### Exercise directions
Please convert the material from the line containing "-- locate the solidarity" down to the line containing "[15,206,92,328]", both included, into a two-column CSV headed input and output. Give each text and its answer one row, each in a single quoted field with line breaks replaced by spaces.

### Source records
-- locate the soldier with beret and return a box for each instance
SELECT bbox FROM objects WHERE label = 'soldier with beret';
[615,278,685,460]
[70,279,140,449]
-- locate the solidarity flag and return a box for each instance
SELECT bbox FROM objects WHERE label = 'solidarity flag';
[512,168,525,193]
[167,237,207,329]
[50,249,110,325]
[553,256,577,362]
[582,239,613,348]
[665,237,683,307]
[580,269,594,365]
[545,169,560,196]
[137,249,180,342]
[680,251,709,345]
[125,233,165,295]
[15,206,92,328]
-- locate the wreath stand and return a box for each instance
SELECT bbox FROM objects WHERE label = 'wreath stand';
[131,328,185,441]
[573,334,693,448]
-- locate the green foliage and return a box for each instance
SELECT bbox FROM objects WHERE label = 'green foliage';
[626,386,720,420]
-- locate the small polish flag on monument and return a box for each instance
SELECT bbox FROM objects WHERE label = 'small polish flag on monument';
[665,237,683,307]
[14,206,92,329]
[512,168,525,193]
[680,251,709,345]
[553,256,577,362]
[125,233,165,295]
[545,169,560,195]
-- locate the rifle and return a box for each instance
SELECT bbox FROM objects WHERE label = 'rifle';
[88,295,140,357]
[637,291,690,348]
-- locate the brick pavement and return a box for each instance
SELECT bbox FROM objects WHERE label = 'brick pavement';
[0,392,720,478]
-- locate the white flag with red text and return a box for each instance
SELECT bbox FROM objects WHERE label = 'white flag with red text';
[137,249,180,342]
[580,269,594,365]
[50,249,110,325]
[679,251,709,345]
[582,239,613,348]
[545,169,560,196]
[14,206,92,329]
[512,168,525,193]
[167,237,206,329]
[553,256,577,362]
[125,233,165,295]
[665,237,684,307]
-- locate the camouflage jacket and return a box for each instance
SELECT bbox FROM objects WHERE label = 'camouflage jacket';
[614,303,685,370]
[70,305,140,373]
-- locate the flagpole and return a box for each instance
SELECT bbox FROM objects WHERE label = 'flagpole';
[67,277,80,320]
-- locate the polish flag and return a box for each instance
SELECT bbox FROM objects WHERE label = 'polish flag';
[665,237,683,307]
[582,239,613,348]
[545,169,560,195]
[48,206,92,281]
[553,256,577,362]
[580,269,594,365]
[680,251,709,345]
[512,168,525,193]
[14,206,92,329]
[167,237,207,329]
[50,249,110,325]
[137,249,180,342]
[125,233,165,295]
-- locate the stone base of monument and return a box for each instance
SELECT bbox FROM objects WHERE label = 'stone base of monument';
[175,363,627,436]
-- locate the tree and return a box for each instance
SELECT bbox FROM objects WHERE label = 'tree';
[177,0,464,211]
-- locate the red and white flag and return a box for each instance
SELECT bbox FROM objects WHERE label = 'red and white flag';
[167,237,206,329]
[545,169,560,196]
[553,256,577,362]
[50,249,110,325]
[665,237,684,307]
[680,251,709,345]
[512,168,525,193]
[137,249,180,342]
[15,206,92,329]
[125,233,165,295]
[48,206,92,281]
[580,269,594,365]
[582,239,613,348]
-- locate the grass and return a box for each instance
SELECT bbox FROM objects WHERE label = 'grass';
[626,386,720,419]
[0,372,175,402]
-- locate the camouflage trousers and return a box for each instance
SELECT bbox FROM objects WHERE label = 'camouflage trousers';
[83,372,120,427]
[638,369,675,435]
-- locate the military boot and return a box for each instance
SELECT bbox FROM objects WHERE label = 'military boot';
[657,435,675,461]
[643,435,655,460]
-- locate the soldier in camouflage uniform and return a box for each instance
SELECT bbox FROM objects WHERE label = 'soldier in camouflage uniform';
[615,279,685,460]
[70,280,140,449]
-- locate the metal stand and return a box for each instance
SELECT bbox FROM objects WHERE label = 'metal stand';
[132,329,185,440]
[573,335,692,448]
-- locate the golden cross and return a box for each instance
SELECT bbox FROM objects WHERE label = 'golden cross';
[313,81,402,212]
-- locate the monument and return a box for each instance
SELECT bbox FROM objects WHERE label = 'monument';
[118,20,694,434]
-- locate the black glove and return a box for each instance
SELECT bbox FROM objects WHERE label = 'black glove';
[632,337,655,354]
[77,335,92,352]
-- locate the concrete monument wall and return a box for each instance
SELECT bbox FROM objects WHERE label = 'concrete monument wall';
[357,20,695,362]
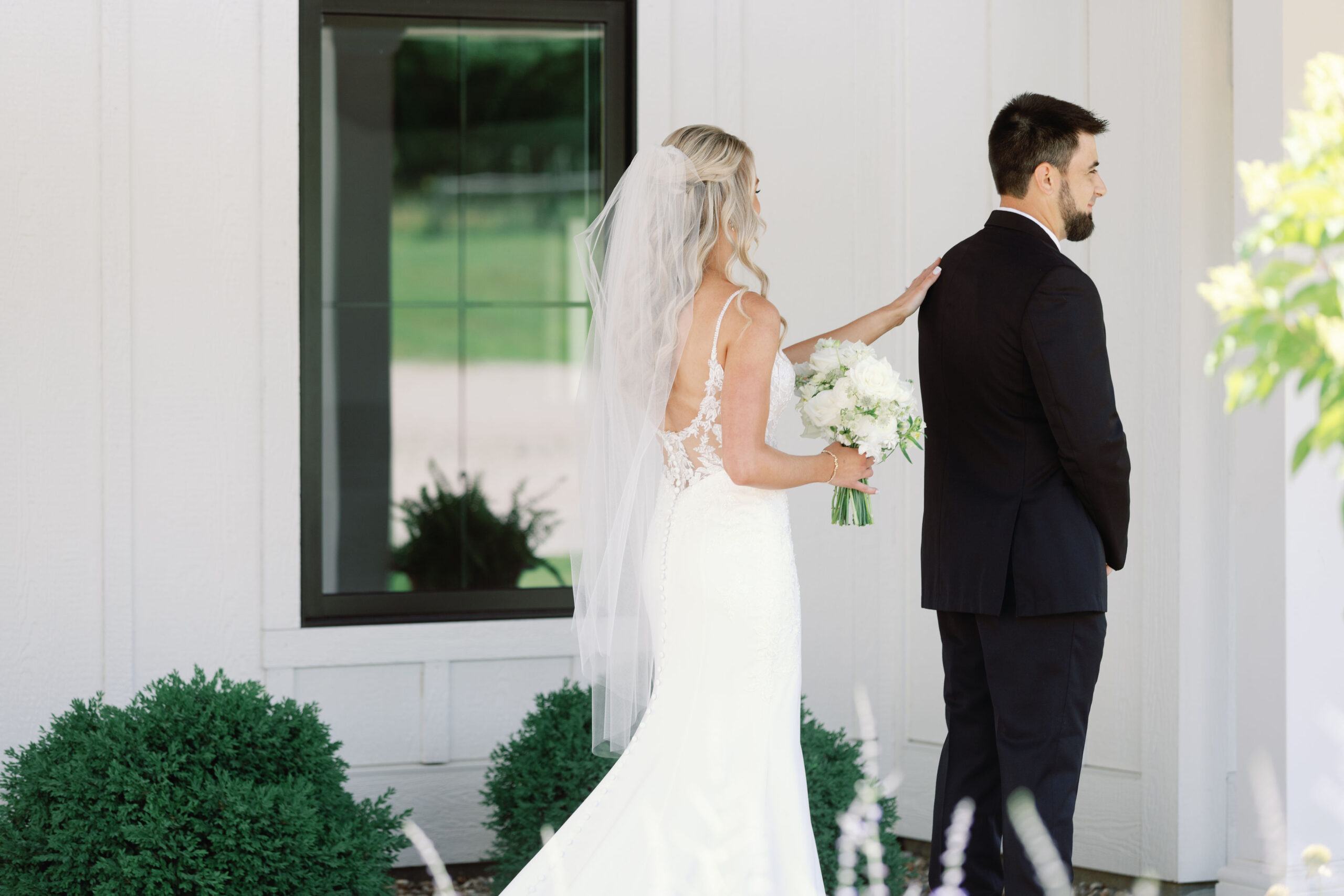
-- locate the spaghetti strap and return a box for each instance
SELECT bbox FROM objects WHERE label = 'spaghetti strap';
[710,286,747,364]
[658,286,747,492]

### Full output
input,output
"-- locate the solidarity flag and return a box for each instance SELECT bbox FROM objects WHERE label = 'solidarity flag';","[512,168,525,193] [167,237,207,329] [50,249,110,325] [553,256,577,362] [582,239,613,348] [665,237,683,307] [580,269,594,365] [545,169,560,196] [137,249,180,342] [680,251,709,345] [125,233,165,295] [15,206,92,328]"